■ **What this task involves**
Please arrange the data from the line with "Could you point out the church" to the line with "column 202, row 918", both lines included, as a two-column CSV headed instruction and points, with one row per instruction and its points. Put each field in quotation marks and turn any line breaks inside a field into spaces.

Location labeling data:
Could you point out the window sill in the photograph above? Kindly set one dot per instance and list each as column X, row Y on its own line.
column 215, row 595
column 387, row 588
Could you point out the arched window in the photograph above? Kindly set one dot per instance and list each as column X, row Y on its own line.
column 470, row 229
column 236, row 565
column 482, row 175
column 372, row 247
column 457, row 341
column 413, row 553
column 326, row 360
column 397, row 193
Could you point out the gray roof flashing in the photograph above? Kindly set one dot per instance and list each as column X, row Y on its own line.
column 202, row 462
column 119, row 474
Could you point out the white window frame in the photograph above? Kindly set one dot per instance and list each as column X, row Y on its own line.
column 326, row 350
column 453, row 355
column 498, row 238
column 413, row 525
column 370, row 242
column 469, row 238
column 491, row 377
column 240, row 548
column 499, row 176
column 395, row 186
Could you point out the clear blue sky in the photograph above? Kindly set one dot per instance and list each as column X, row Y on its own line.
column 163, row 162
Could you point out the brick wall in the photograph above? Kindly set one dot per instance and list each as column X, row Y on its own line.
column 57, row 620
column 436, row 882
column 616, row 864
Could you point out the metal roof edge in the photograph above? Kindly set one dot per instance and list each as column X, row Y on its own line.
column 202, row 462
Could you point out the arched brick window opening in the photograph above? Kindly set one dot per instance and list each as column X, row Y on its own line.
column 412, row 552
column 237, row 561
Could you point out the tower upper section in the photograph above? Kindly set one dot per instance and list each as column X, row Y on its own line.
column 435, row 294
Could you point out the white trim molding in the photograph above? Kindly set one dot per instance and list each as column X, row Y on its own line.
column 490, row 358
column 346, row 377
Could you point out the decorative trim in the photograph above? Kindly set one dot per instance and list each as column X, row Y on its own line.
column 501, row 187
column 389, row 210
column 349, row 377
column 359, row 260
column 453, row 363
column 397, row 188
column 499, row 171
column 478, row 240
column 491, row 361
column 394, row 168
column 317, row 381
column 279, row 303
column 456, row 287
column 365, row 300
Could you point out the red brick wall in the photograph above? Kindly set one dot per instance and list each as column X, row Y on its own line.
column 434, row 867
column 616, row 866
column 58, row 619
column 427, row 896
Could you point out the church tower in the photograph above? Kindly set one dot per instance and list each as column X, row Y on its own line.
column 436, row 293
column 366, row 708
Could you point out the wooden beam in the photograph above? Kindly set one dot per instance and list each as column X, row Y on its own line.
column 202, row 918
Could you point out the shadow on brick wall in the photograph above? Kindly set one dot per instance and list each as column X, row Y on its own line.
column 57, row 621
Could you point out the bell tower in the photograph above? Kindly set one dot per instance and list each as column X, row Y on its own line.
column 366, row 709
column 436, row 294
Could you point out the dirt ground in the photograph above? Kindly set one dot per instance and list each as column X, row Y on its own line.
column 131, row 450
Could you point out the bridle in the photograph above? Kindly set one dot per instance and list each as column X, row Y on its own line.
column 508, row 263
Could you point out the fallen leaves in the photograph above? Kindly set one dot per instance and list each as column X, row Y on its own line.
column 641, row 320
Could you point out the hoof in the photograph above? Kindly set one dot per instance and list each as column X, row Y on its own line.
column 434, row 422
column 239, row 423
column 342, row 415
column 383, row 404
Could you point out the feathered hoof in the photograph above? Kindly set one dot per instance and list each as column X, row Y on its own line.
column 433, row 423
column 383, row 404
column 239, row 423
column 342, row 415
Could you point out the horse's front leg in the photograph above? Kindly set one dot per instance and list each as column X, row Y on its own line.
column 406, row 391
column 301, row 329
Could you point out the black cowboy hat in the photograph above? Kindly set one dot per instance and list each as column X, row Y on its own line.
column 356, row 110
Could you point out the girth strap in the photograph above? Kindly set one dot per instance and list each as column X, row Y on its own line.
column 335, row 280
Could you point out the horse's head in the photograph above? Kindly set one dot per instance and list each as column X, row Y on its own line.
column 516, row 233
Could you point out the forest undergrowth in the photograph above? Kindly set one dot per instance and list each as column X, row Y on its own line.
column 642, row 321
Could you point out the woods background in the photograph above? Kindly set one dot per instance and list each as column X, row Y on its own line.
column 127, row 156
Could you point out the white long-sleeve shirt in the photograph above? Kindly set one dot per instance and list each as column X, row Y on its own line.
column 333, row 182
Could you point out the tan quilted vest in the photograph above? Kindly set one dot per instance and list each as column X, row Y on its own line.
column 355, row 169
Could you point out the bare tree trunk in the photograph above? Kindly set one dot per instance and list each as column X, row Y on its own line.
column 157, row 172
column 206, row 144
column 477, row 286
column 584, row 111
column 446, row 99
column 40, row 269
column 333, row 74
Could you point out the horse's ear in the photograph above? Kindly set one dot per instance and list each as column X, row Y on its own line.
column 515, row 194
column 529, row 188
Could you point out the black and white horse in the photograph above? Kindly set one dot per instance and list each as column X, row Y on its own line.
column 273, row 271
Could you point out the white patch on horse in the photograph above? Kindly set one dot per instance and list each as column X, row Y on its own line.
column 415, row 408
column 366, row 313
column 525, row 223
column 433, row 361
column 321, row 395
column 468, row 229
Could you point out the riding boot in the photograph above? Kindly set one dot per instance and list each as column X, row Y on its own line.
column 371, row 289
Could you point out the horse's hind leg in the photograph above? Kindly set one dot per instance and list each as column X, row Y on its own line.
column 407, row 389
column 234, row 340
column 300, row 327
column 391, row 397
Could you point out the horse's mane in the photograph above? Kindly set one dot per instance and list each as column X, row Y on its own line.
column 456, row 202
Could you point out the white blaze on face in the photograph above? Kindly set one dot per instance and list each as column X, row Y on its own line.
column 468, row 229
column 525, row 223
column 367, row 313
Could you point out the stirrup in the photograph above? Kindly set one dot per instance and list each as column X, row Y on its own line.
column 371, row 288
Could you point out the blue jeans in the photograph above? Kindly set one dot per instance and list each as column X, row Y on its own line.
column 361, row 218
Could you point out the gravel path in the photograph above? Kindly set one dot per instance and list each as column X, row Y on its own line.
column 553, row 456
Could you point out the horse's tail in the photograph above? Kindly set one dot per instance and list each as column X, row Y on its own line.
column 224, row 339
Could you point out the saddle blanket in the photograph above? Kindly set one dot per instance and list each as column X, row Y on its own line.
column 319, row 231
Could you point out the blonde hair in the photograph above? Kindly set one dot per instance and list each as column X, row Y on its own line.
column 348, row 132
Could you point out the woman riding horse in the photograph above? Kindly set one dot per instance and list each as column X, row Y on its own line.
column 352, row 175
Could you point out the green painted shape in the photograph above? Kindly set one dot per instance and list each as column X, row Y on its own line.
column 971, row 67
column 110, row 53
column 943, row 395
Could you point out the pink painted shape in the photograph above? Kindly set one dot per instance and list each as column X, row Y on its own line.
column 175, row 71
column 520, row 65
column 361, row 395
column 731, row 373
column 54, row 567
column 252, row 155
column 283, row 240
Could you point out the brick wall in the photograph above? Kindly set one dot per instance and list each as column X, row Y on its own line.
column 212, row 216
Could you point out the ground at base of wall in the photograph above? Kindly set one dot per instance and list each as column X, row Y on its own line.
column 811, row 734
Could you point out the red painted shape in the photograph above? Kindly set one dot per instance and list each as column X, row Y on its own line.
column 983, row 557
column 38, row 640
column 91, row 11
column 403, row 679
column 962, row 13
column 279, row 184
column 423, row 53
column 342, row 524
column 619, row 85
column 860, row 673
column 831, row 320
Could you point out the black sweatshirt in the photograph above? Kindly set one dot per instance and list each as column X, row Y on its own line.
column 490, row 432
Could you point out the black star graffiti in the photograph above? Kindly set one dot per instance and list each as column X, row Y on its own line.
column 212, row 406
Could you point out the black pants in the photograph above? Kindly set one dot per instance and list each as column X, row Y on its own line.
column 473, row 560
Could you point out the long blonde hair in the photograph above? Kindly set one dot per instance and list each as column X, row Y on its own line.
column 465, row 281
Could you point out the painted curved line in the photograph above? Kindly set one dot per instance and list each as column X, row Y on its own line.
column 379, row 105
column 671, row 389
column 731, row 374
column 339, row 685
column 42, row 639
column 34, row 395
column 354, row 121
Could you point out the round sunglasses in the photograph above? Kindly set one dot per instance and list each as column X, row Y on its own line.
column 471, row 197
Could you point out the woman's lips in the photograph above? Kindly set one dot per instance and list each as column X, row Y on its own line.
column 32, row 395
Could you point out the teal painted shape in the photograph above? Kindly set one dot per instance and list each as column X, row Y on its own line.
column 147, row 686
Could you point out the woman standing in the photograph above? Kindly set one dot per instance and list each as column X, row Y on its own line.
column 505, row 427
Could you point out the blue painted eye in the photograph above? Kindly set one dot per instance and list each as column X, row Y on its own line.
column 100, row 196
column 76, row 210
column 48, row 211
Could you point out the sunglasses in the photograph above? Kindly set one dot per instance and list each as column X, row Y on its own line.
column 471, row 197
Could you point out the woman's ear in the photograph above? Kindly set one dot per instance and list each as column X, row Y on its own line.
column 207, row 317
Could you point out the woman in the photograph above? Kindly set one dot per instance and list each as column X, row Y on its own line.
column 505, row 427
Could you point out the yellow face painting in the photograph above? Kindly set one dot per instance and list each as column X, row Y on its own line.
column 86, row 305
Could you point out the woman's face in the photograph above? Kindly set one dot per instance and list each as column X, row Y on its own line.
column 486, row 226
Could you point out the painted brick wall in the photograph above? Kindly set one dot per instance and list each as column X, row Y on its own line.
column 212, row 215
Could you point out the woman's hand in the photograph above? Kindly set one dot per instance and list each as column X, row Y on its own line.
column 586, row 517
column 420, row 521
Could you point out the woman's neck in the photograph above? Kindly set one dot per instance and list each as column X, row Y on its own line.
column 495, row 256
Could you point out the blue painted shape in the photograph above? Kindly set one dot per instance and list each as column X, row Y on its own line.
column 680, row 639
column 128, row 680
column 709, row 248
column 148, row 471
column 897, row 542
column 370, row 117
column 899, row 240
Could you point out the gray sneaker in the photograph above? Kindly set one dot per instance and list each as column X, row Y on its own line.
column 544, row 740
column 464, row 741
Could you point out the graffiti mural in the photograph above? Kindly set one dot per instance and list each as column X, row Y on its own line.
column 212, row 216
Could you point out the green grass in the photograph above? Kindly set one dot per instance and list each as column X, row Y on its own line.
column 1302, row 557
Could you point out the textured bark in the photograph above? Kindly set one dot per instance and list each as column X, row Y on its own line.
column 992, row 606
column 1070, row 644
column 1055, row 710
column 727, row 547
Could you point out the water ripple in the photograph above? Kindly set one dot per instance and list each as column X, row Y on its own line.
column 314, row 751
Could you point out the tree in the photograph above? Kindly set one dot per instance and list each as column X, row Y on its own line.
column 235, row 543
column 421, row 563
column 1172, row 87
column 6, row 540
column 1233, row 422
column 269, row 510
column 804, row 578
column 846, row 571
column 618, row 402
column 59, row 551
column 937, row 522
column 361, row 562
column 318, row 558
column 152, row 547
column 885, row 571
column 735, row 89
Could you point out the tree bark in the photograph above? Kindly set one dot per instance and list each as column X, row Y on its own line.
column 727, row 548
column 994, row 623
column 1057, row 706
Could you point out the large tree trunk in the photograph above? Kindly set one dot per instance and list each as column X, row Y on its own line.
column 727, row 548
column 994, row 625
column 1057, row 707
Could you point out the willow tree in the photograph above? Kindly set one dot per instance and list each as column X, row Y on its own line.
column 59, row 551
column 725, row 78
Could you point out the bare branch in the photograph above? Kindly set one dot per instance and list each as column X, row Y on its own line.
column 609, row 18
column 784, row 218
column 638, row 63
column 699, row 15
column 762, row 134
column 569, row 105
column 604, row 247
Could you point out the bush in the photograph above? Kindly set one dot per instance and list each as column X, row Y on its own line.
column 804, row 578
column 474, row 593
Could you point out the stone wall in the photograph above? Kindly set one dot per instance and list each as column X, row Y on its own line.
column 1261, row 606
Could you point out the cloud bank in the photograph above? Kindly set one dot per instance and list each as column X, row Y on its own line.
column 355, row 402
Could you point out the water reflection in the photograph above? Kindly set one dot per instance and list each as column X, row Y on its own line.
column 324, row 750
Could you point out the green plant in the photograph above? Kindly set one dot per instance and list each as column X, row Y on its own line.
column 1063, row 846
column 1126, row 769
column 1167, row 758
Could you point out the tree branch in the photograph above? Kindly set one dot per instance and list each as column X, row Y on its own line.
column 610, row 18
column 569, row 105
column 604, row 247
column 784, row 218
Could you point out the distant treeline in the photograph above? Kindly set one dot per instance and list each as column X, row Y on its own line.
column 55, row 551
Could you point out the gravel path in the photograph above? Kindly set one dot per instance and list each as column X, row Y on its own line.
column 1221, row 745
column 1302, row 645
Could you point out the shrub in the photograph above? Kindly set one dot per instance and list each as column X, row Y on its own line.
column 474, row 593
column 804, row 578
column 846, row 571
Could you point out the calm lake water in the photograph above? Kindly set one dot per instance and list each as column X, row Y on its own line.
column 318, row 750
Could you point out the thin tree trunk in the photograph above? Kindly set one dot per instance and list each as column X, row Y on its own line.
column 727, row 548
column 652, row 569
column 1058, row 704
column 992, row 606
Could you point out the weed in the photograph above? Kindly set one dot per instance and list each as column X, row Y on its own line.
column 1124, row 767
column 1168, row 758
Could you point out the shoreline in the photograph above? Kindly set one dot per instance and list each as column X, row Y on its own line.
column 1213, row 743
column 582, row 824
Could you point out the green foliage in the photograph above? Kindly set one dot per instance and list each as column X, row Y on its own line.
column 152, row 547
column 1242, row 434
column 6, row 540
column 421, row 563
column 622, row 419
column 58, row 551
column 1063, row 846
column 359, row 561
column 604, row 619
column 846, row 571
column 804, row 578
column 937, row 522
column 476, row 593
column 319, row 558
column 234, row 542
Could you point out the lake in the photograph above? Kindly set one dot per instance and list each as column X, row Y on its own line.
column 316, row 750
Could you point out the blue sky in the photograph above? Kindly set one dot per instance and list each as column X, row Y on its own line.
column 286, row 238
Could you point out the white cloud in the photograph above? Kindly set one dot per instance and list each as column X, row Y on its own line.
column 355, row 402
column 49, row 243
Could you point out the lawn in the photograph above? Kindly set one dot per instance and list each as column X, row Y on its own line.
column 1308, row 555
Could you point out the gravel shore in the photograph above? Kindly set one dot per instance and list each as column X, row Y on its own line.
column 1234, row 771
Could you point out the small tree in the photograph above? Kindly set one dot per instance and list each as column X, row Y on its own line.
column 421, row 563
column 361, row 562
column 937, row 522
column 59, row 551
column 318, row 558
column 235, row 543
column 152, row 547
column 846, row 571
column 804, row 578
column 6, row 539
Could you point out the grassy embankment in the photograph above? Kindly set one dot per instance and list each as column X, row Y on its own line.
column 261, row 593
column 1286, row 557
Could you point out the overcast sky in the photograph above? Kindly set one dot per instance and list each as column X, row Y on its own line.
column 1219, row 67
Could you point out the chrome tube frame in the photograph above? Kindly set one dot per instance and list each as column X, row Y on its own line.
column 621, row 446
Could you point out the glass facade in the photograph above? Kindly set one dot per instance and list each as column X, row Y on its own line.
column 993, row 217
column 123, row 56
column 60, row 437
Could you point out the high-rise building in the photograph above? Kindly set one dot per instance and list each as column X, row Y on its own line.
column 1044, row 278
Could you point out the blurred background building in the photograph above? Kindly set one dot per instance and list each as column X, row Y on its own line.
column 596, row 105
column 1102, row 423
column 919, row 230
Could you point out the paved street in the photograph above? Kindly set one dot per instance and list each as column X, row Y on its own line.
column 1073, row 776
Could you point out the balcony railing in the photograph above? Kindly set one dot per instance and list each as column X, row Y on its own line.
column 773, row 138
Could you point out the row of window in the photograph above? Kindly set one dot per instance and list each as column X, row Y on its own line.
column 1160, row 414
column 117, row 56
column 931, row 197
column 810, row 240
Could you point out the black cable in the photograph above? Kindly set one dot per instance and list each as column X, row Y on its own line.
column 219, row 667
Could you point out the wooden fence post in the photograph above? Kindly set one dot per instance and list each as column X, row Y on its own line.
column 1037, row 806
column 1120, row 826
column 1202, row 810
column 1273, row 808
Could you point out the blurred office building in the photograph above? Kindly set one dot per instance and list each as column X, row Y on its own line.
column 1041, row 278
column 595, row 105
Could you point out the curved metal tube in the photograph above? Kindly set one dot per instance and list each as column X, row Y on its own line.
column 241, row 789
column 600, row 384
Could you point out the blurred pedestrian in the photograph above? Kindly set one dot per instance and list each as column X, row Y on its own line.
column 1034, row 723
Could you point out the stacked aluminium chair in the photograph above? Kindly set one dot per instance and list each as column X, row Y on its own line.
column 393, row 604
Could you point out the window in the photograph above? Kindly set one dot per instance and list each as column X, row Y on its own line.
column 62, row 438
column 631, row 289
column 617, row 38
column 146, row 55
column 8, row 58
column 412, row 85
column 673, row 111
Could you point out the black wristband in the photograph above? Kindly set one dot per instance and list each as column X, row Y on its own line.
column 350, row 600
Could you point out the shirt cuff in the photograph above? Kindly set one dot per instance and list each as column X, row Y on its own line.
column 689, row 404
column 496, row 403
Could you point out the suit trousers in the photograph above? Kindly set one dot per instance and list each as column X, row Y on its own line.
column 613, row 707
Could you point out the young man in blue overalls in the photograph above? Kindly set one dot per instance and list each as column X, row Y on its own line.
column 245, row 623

■ **Result of this task**
instruction,points
"Could you point out the church tower in the photograph above? Kindly set one dot per instance and list each as column X, row Y on its own line.","column 436, row 293 column 366, row 708"
"Could you point out the wooden beam in the photograph above? Kindly set one dot per instance and list each as column X, row Y on its own line.","column 202, row 918"